[Stored data entries]
Segment Open

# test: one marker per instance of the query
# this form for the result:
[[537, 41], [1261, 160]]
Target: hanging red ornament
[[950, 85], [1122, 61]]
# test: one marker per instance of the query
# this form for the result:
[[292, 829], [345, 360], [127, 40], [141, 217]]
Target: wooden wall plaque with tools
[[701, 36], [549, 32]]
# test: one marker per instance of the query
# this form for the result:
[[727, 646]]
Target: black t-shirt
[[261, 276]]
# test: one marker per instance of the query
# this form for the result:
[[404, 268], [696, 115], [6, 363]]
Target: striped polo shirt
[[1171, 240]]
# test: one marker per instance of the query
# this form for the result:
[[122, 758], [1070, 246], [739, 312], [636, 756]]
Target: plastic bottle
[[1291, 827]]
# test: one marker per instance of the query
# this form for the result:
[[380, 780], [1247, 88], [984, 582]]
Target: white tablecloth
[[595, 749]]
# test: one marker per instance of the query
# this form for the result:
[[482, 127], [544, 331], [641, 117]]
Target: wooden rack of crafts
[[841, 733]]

Segment Closed
Segment Open

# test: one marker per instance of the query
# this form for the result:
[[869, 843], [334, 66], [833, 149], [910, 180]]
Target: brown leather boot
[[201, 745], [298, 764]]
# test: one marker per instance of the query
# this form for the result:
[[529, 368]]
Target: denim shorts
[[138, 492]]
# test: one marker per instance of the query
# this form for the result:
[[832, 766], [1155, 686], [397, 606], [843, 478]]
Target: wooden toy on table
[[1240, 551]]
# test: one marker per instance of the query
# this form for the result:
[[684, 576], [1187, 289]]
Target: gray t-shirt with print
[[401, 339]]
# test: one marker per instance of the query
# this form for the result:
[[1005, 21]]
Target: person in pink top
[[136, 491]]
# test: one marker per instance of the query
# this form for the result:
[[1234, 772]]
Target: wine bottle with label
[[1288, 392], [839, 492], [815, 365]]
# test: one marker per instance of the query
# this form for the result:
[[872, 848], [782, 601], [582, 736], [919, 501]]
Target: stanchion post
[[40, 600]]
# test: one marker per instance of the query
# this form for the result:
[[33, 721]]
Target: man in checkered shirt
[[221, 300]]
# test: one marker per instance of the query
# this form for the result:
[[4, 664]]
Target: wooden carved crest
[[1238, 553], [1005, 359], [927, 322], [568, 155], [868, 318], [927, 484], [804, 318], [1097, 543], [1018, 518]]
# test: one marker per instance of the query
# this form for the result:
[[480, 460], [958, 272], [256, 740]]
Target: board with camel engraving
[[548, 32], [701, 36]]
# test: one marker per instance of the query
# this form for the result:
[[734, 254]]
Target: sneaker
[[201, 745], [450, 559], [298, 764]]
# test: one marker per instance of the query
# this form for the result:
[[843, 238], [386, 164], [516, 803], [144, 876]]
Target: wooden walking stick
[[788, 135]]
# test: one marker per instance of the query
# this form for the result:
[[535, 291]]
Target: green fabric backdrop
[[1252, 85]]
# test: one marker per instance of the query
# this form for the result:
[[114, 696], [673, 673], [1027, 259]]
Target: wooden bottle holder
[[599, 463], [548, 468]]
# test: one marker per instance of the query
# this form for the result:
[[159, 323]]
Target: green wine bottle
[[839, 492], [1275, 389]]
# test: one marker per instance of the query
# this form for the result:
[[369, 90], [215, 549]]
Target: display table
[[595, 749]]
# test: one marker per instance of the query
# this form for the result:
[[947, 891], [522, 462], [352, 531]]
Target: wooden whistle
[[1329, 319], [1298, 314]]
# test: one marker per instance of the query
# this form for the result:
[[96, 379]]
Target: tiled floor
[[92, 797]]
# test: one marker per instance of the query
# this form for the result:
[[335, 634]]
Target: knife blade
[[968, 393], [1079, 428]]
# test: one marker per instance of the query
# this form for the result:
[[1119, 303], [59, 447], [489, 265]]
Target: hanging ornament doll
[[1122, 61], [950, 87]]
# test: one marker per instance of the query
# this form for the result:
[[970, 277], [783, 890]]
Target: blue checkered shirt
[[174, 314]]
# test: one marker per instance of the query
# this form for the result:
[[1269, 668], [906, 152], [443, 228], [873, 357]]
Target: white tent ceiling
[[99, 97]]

Segment Closed

■ **Action item**
Retype the records above, but only those lines that fall between the line containing "Target: person in pink top" and the line containing "[[159, 323]]", with both of those lines included, exactly as written.

■ **Task output**
Target: person in pink top
[[136, 491]]
# test: one marker per instance of the query
# this form for the result:
[[1234, 772]]
Target: wine bottle with label
[[1288, 392], [839, 492], [815, 365]]
# test: one marker per instance of the query
# this form for the result:
[[872, 848], [782, 601], [582, 736], [919, 501]]
Target: stanchion post
[[40, 600]]
# test: one marker per instance of the query
# this form for the result:
[[33, 721]]
Target: man in checkered shirt
[[221, 300]]
# test: one marker per instance of the query
# this form for the result:
[[4, 664]]
Target: wooden carved crest
[[1238, 553], [1005, 359], [927, 322], [568, 155], [868, 318], [927, 484], [804, 318], [1097, 543], [1018, 518]]
# test: one marker per instance of the query
# this form for the result:
[[480, 460], [958, 272], [256, 740]]
Target: board with camel engraving
[[548, 32], [701, 36]]
# test: one marker per instance of the query
# this form for the result:
[[734, 254]]
Target: sneaker
[[201, 745], [450, 559], [298, 764]]
# test: one marker per instance of the query
# this form for the result:
[[843, 238], [386, 164], [516, 803], [144, 876]]
Target: wooden walking stick
[[788, 135]]
# test: one marker per instance of the query
# this form for the result:
[[535, 291]]
Target: green fabric backdrop
[[1252, 85]]
# test: one marker per instance of the query
# this form for the result:
[[114, 696], [673, 673], [1027, 259]]
Target: wooden bottle holder
[[599, 463], [548, 468]]
# test: one marker per instance of the query
# this form for the result:
[[159, 323]]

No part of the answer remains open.